[Records excerpted from a collection]
"""
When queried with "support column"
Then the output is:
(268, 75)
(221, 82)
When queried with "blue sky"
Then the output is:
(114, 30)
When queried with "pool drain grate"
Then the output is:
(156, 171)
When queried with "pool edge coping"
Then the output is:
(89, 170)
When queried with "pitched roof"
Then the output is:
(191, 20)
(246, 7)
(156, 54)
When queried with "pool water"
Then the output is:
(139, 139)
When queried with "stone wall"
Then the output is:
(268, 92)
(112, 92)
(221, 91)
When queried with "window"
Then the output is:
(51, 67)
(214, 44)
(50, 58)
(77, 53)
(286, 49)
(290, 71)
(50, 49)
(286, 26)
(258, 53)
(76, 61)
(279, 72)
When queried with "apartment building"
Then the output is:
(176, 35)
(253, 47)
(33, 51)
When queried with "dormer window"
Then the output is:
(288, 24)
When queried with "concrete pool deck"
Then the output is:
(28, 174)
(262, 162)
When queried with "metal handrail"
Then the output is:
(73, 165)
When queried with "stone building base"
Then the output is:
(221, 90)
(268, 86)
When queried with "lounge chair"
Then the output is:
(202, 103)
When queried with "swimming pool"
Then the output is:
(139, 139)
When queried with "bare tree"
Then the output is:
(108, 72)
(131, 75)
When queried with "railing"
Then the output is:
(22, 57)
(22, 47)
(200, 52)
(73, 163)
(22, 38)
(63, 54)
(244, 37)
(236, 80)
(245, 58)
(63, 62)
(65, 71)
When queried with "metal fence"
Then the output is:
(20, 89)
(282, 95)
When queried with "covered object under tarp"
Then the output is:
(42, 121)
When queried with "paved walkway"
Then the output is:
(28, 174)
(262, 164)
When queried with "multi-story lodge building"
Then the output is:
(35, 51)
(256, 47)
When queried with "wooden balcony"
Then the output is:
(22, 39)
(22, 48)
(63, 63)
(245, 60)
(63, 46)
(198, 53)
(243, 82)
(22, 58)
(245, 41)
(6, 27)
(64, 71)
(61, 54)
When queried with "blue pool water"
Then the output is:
"""
* What you are asked to do:
Each record above needs to be given again exactly as written.

* Task response:
When queried with "support column"
Then the output is:
(268, 75)
(221, 82)
When queried with "blue sky"
Then the output is:
(114, 30)
When queried with "pool drain grate"
Then the output is:
(156, 171)
When queried with "pool edge coping"
Then the output is:
(89, 170)
When queried with "pitched roof"
Then the output is:
(191, 20)
(246, 7)
(156, 54)
When queried with "pool water"
Then the output is:
(139, 139)
When queried with "stone wall"
Then the output is:
(268, 92)
(112, 92)
(221, 91)
When queried with "window"
Then the output is:
(51, 67)
(214, 44)
(50, 58)
(77, 53)
(286, 49)
(290, 71)
(50, 49)
(286, 26)
(258, 53)
(76, 61)
(279, 72)
When queried with "apartment building"
Then the output is:
(176, 35)
(253, 47)
(33, 51)
When queried with "dormer window"
Then the output is:
(288, 24)
When queried with "concrete pool deck"
Then the output is:
(28, 174)
(262, 162)
When queried with "metal handrail"
Then the output is:
(73, 165)
When queried with "stone building base"
Then the output is:
(221, 90)
(268, 86)
When queried with "lounge chair"
Then the output is:
(202, 103)
When queried with "swimming pool"
Then the output is:
(139, 139)
When queried with "bare tree"
Then the output is:
(108, 72)
(131, 75)
When queried with "railing"
Then the output is:
(22, 57)
(22, 47)
(200, 52)
(73, 163)
(22, 38)
(63, 54)
(244, 37)
(236, 80)
(245, 58)
(63, 62)
(65, 71)
When queried with "metal fence"
Then the output is:
(20, 89)
(282, 95)
When queried with "covered object under tarp"
Then the output is:
(42, 121)
When queried with "paved walkway"
Then the output is:
(28, 174)
(262, 164)
When queried with "multi-story lodge building"
Then the output is:
(35, 51)
(256, 47)
When queried with "wooden balcony"
Then the output is:
(22, 39)
(22, 48)
(63, 63)
(245, 60)
(63, 46)
(198, 53)
(243, 82)
(22, 58)
(245, 41)
(6, 27)
(64, 71)
(61, 54)
When queried with "blue pool water"
Then the output is:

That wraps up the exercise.